> [Do this]:
Leave out the pictures and repeat the rest of the material exactly.

— start Record set —

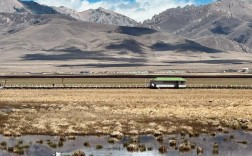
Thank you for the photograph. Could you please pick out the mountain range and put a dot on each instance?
(39, 38)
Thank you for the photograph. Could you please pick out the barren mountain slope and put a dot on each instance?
(50, 43)
(225, 22)
(11, 6)
(104, 16)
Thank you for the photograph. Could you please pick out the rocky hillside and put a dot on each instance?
(11, 6)
(104, 16)
(224, 25)
(100, 15)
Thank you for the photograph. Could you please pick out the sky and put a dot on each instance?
(138, 10)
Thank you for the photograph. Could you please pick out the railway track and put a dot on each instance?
(127, 87)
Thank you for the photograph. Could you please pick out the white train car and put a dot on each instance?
(168, 82)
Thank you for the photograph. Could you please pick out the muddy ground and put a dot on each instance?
(129, 111)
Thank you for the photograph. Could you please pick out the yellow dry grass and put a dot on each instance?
(128, 111)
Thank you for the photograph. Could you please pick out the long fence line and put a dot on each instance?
(121, 86)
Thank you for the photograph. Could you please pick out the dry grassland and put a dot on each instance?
(119, 81)
(84, 112)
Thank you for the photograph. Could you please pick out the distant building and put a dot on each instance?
(168, 82)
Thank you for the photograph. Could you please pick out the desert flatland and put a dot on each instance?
(127, 111)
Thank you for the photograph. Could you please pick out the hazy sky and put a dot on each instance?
(136, 9)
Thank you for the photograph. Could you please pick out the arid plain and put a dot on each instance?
(129, 111)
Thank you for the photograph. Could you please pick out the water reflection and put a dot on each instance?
(228, 145)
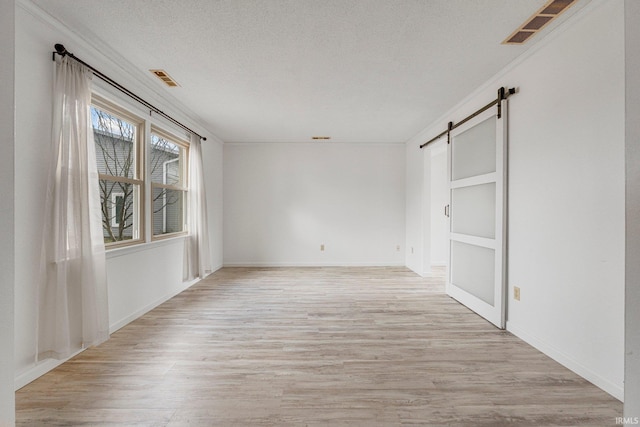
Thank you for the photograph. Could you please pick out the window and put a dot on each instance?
(117, 137)
(168, 167)
(140, 199)
(117, 208)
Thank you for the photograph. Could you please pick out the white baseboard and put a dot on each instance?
(44, 366)
(313, 264)
(144, 310)
(615, 390)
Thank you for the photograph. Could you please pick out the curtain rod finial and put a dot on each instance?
(60, 49)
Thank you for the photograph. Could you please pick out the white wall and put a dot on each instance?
(282, 201)
(139, 277)
(7, 213)
(566, 193)
(632, 146)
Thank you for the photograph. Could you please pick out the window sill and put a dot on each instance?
(126, 250)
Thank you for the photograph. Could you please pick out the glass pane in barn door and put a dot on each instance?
(477, 165)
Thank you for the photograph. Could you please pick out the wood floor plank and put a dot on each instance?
(313, 347)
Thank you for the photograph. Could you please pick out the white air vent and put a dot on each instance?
(165, 77)
(538, 21)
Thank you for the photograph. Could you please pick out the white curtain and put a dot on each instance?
(72, 296)
(198, 255)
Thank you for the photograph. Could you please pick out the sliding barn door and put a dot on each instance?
(477, 216)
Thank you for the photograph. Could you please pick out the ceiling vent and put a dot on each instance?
(538, 21)
(166, 78)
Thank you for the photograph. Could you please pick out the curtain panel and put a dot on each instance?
(198, 255)
(72, 295)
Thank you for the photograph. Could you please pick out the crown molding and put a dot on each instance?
(586, 8)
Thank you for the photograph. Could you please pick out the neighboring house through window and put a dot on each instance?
(120, 144)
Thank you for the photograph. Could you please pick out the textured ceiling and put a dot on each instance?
(285, 70)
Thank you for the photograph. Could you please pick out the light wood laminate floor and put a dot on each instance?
(313, 347)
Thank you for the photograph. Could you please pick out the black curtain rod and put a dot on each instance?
(62, 51)
(502, 95)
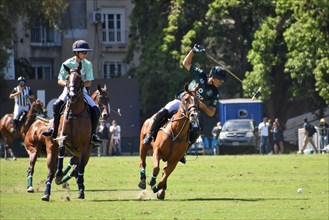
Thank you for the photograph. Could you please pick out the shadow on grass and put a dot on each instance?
(200, 199)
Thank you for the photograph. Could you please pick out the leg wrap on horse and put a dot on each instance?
(163, 113)
(95, 114)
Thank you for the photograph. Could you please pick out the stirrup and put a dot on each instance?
(48, 133)
(183, 160)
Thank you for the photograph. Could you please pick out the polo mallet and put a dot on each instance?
(255, 96)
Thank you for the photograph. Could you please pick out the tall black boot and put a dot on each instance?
(15, 126)
(95, 114)
(156, 120)
(54, 129)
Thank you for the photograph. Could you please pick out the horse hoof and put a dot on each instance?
(30, 189)
(155, 189)
(161, 194)
(45, 198)
(142, 185)
(81, 194)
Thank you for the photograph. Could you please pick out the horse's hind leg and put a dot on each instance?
(30, 171)
(59, 172)
(156, 167)
(143, 152)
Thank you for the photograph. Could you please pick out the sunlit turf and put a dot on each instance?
(207, 187)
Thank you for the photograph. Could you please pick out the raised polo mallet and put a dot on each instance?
(255, 96)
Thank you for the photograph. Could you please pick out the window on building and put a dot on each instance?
(42, 36)
(113, 26)
(42, 70)
(113, 69)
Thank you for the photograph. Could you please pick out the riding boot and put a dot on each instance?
(95, 114)
(15, 126)
(156, 120)
(54, 129)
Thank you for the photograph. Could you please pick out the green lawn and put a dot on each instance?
(207, 187)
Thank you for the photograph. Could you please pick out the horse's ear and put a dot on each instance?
(80, 66)
(66, 68)
(186, 87)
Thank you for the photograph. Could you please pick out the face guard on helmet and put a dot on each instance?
(81, 45)
(21, 80)
(218, 73)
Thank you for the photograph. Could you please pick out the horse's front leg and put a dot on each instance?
(81, 170)
(142, 154)
(156, 167)
(30, 171)
(51, 163)
(162, 185)
(59, 173)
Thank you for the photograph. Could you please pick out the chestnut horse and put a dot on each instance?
(27, 118)
(171, 143)
(36, 144)
(74, 131)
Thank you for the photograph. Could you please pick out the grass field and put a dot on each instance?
(207, 187)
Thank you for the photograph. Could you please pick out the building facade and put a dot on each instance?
(103, 23)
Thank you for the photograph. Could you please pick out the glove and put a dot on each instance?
(198, 49)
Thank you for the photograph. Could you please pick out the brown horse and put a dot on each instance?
(74, 131)
(171, 143)
(26, 120)
(36, 144)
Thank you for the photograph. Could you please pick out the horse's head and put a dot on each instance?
(103, 101)
(190, 105)
(74, 82)
(37, 107)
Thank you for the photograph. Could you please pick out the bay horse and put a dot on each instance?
(171, 143)
(74, 131)
(36, 144)
(26, 120)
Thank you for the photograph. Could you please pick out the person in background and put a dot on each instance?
(22, 95)
(277, 134)
(263, 129)
(115, 142)
(215, 135)
(323, 130)
(309, 132)
(103, 133)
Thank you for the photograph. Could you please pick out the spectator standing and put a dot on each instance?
(263, 129)
(323, 130)
(277, 131)
(115, 142)
(309, 132)
(103, 133)
(215, 135)
(22, 95)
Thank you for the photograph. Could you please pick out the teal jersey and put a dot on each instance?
(207, 93)
(86, 70)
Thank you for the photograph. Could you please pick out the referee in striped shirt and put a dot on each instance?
(22, 95)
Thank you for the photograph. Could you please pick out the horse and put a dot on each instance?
(171, 143)
(36, 144)
(75, 134)
(26, 120)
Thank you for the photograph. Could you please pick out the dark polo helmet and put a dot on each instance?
(81, 45)
(218, 73)
(21, 78)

— end Record set —

> [Response]:
Thank you for the photograph. Could you please pick out the mountain range and put a dot on each instance?
(39, 38)
Thank you for the photograph. Could you please pick out the barren mountain slope and put a dot on each instance?
(50, 43)
(225, 22)
(11, 6)
(104, 16)
Thank you for the photograph. Could you please pick out the rocky hillside and put a dot on each instance?
(11, 6)
(104, 16)
(224, 25)
(100, 15)
Thank you for the photograph. Could you please pick out the sky and put a dot on each instance?
(138, 10)
Thank you for the photograph. Could you please pick out the railway track and put a dot on each instance?
(127, 87)
Thank you for the photograph. Could you please pick out the white train car and put a dot on each instance?
(168, 82)
Thank you for the photograph. Could you please pick out the muddy ground and put a dot on each instance?
(129, 111)
Thank you for the photograph. Could you please pick out the yellow dry grass and put a dot on each instance?
(128, 111)
Thank you for the photograph. Could you please pick out the long fence line and put a dot on each instance?
(121, 86)
Thank you for the photograph. Could you please pick out the dry grassland and put a dot on each instance?
(119, 81)
(84, 112)
Thank you for the photograph. Could you please pick out the distant building and put a dot on each instance?
(168, 82)
Thank you for the photograph. Could you please pick out the desert flatland and put a dot on each instance?
(127, 111)
Thank you for the photograph. Could you please pick out the hazy sky and put a dot on each instance?
(136, 9)
Thank you for the photograph. Could you please pick out the arid plain and put a dot on each instance?
(129, 111)
Thank you for the photograph. Could you please pick out the water reflection and put a dot on each instance?
(228, 145)
Thank you for the photograph. Could you please pick out the window and put a dot on each instance?
(117, 137)
(168, 167)
(140, 199)
(117, 208)
Thank you for the photograph. Could you please pick out the white baseboard and put a dot on each instance?
(44, 366)
(313, 264)
(144, 310)
(615, 390)
Thank you for the photograph. Could you please pick out the curtain rod finial and put a dot on each instance?
(60, 49)
Thank you for the photograph. Could you please pick out the white wall and put a dot on each instance?
(282, 201)
(139, 277)
(7, 213)
(566, 193)
(632, 146)
Thank you for the photograph. Could you please pick out the window sill and put a dot on each instance?
(126, 250)
Thank you for the photograph. Could you please pick out the glass pane in barn door and put a dot on each instance?
(477, 165)
Thank you for the photograph. Could you please pick out the wood floor plank and put a dot on each instance?
(313, 347)
Thank you for the photograph. Could you please pick out the white air vent and put a dot on each instance?
(165, 77)
(538, 21)
Thank you for the photograph. Could you please pick out the white curtain and put a dot on each instance?
(72, 296)
(198, 255)
Thank you for the photograph. Could you please pick out the sliding barn door and put a dot on each instance?
(477, 216)
Thank you for the photograph. Could you please pick out the ceiling vent and put a dot on each instance?
(538, 21)
(166, 78)
Thank you for the photograph. Could you please pick out the curtain panel and put a dot on each instance?
(198, 255)
(72, 295)
Thank you for the photograph. Could you please pick out the crown molding and put a dot on each instance?
(586, 8)
Thank you for the photograph. Could you please pick out the neighboring house through window and put a dot on each instance?
(120, 144)
Thank you for the photograph. Could you please pick out the textured ceiling and put a dot on each instance?
(285, 70)
Thank you for the photograph. Could you please pick out the light wood laminate floor and put a dot on each instance?
(313, 347)
Thank you for the photograph. Could you please pick out the black curtain rod and put a dot on each instance?
(62, 51)
(502, 95)
Thank you for the photograph. Could you please pick out the shadow on grass and put a dot on each instance?
(200, 199)
Thank you for the photograph. Could you please pick out the leg wrap on horse and put a dot on each instance?
(163, 113)
(95, 114)
Thank you for the photograph. Could you please pick out the stirrup and put a dot on each instance?
(48, 133)
(183, 160)
Thank you for the photograph. Could you please pick out the polo mallet and put a dot on each instance?
(255, 96)
Thank you for the photograph. Could you please pick out the tall black boot and put a dot on each instance?
(15, 126)
(95, 114)
(156, 120)
(54, 129)
Thank you for the photograph. Could you please pick out the horse hoof and put a dot on each instance?
(30, 189)
(155, 189)
(161, 194)
(45, 198)
(142, 185)
(81, 194)
Thank you for the photograph. Could you please pick out the horse's hind leg and put a dot on each instance?
(30, 171)
(59, 172)
(156, 167)
(143, 152)
Thank you for the photograph. Could you please pick out the sunlit turf and put a dot on each instance?
(207, 187)
Thank you for the photograph. Could you please pick out the raised polo mallet and put a dot on each instance?
(255, 96)
Thank you for the photograph. Could you please pick out the window on building and put a dot on each instance?
(42, 36)
(113, 26)
(42, 70)
(113, 69)
Thank you for the photograph. Could you please pick out the riding boot and put a dot on each instance?
(95, 114)
(15, 126)
(156, 120)
(54, 129)
Thank you for the photograph. Could you please pick out the green lawn and put a dot on each instance?
(207, 187)
Thank you for the photograph. Could you please pick out the horse's ear and put a dot on each instance?
(80, 66)
(66, 68)
(186, 87)
Thank you for the photograph. Could you please pick out the face guard on helmet and put a dot on each instance?
(81, 45)
(21, 80)
(218, 73)
Thank you for the photograph. Could you please pick out the horse's front leg and put a dot on each instance?
(81, 170)
(142, 154)
(156, 167)
(30, 171)
(51, 163)
(162, 185)
(59, 173)
Thank you for the photograph. Could you please pick out the chestnut horse and put a dot on each instance?
(27, 118)
(171, 143)
(36, 144)
(74, 131)
Thank you for the photograph. Could you please pick out the grass field and put a dot on each instance?
(207, 187)
Thank you for the photograph. Could you please pick out the building facade and put a dot on each instance?
(103, 23)
Thank you for the photograph. Could you please pick out the glove and put a dot on each instance?
(198, 49)
Thank you for the photograph. Could you please pick out the brown horse and put a dot on each instance?
(74, 131)
(171, 143)
(26, 120)
(36, 144)
Thank you for the photograph. Could you please pick out the horse's head and put a dot on each instance?
(103, 101)
(190, 105)
(74, 82)
(37, 107)
Thank you for the photograph. Could you please pick out the bay horse and put a dot on each instance?
(171, 143)
(74, 131)
(36, 144)
(26, 120)
Thank you for the photograph. Could you please pick out the person in background and put a dot on each instance?
(22, 95)
(277, 134)
(263, 129)
(115, 142)
(215, 135)
(323, 130)
(309, 132)
(103, 133)
Thank you for the photograph. Could you please pick out the spectator standing and put a dot on each instance?
(263, 129)
(323, 130)
(277, 131)
(115, 142)
(309, 132)
(103, 133)
(215, 135)
(22, 95)
Thank you for the photograph. Could you please pick out the teal jersey and put a dot on each instance?
(207, 93)
(86, 70)
Thank you for the photograph. Could you please pick out the referee in striped shirt and put a dot on each instance?
(22, 95)
Thank you for the photograph. Could you please pick out the horse and put a dot on each instance?
(171, 143)
(36, 144)
(75, 134)
(26, 120)
Thank you for the photograph. Could you please pick out the dark polo helmet and put a dot on each instance?
(81, 45)
(218, 73)
(21, 78)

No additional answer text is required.